[[ PROVIDED MATERIAL open ]]

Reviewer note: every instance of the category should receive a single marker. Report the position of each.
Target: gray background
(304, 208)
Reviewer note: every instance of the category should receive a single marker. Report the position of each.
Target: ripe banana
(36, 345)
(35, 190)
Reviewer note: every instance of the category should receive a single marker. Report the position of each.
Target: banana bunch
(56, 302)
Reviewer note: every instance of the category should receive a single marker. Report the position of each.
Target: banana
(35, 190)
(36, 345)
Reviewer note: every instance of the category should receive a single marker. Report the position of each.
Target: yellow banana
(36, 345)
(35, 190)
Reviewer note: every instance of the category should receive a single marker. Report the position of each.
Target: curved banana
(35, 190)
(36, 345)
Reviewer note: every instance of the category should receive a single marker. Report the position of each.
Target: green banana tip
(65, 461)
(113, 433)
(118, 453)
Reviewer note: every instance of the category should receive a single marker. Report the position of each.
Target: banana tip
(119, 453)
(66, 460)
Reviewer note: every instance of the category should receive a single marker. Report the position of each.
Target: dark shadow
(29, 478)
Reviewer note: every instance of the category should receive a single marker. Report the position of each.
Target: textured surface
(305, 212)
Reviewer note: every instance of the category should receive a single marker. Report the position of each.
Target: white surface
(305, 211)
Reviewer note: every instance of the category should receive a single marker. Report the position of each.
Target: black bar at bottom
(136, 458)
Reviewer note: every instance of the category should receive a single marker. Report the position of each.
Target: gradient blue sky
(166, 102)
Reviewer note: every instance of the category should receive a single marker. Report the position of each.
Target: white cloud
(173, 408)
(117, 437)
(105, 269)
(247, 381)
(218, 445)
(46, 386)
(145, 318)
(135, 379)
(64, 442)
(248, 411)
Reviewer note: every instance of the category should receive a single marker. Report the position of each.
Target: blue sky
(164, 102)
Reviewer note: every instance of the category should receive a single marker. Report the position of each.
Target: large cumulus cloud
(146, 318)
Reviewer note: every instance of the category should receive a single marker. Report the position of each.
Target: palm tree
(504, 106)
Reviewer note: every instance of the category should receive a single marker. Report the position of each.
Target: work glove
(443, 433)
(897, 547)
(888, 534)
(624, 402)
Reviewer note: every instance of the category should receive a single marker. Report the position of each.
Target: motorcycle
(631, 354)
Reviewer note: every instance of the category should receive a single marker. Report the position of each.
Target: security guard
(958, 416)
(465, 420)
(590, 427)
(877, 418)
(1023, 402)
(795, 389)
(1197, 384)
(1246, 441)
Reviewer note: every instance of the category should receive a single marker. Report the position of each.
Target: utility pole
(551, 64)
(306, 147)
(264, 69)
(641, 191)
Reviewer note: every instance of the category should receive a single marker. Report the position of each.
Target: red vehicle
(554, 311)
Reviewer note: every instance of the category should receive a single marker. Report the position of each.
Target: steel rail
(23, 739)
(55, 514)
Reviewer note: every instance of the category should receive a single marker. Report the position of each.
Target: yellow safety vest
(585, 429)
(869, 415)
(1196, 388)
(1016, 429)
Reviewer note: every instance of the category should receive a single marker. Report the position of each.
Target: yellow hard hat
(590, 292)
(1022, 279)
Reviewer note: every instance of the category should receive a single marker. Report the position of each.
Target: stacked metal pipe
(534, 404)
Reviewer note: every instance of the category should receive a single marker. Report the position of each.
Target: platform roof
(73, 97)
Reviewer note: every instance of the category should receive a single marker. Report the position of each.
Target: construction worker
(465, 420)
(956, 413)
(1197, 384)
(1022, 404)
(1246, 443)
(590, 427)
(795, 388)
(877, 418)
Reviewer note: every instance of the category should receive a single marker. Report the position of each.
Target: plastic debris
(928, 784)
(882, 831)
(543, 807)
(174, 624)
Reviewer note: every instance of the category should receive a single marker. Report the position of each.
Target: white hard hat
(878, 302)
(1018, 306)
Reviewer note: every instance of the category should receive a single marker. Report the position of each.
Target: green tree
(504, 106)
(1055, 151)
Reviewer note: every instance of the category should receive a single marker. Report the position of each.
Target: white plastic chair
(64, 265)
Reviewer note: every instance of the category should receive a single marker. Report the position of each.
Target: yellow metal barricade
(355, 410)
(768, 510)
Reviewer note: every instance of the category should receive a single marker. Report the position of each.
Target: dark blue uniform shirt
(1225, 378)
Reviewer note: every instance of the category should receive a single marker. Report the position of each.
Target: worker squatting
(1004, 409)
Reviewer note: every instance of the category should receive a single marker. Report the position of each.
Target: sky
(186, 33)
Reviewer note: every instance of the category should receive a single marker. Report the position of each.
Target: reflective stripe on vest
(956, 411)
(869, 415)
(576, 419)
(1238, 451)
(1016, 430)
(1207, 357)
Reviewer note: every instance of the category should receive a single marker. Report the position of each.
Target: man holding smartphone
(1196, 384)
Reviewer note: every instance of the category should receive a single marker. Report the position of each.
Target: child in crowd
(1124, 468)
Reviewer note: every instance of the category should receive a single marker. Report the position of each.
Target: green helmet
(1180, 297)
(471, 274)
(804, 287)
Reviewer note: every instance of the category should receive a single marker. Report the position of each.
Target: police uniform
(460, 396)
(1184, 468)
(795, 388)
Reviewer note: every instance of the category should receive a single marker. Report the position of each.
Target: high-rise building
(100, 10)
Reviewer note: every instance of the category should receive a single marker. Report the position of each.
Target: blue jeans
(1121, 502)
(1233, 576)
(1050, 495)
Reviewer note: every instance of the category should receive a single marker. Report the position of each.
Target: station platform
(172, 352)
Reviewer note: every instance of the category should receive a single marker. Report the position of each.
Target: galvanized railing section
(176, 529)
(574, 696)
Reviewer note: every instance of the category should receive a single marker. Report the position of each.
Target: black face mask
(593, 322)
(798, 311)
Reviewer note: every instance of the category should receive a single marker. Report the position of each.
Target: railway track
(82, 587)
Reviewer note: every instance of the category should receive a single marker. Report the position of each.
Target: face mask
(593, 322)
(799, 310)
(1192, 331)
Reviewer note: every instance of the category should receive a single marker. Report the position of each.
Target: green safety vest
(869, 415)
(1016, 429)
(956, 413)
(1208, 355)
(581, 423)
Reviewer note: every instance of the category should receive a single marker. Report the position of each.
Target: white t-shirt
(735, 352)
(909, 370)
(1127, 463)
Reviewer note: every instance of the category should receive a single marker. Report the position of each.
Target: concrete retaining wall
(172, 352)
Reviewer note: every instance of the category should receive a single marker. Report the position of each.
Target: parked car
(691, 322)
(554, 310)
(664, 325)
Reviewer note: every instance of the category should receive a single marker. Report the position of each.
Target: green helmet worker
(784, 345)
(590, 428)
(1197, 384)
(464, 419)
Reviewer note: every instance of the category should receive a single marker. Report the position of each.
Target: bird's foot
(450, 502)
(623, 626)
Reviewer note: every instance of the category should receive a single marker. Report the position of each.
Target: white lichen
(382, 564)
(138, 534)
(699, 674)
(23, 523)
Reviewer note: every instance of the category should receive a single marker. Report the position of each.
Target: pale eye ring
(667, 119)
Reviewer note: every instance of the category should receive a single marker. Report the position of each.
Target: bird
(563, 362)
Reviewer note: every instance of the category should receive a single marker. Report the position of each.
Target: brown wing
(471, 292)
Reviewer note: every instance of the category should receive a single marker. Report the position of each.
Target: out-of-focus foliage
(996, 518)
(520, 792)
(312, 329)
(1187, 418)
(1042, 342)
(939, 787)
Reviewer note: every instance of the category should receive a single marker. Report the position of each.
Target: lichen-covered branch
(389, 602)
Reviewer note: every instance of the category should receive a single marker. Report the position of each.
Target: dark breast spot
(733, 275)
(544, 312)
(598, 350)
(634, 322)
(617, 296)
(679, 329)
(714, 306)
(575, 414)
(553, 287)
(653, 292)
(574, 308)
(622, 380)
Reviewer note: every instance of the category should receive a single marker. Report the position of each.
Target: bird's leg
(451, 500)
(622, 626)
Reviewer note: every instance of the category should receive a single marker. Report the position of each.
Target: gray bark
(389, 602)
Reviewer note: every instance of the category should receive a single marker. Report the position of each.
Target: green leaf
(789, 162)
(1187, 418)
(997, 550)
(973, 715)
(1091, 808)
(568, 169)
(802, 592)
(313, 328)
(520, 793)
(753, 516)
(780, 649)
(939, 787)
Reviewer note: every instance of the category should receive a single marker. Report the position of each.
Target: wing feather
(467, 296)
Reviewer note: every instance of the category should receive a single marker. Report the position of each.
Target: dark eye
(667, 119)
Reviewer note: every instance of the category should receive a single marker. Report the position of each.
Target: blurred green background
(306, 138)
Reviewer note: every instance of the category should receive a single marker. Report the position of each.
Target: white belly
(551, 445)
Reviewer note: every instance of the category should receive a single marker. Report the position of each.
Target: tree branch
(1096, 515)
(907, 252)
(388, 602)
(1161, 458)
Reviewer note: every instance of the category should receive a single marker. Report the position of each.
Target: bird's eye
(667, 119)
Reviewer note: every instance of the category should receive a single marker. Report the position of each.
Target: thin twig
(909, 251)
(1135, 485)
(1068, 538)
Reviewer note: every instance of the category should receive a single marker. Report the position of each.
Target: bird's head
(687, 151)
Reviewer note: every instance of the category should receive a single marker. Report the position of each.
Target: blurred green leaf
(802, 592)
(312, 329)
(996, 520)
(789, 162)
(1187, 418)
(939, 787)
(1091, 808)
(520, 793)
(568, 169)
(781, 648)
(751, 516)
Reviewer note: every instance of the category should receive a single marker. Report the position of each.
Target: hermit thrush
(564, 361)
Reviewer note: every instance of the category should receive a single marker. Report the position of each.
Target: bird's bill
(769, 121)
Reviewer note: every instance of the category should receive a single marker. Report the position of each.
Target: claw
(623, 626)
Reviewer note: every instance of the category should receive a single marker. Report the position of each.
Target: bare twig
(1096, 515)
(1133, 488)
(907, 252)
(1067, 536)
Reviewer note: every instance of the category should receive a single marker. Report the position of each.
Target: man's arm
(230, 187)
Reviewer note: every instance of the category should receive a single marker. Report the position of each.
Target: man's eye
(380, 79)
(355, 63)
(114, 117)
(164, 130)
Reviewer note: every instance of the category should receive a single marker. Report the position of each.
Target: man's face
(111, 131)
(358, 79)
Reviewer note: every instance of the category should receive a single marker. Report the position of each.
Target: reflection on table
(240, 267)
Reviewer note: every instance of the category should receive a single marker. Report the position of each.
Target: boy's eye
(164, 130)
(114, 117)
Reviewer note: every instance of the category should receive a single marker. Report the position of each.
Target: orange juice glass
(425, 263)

[[ PROVIDED MATERIAL closed ]]

Output exactly the lines of the data that run from the one containing "Target: claw" to the very last line, and no others.

TASK RESULT:
Target: claw
(623, 626)
Reviewer note: every instance of the category should receive a single marker. Report the position of each.
Target: bare twig
(1096, 515)
(1133, 488)
(907, 252)
(1067, 536)
Reviewer note: every instance of the category should receive a single marker. Report the position of each.
Target: man's arm
(230, 187)
Reviewer note: every instance of the category should receive a single marker. Report the position of each.
Target: man's eye
(380, 79)
(355, 63)
(114, 117)
(164, 130)
Reviewer note: every instance of the category should receive a single marker. Report the position of each.
Target: man's face
(111, 131)
(358, 79)
Reviewer note: every instance of the category should receive a single marker. Report the position of each.
Target: reflection on table
(240, 267)
Reviewer note: every instance of the category should receive a single marker. Report the position of each.
Target: boy's eye
(164, 130)
(114, 117)
Reviewer note: every instance of the category should receive a single marker. Report the position of each.
Target: orange juice glass
(425, 263)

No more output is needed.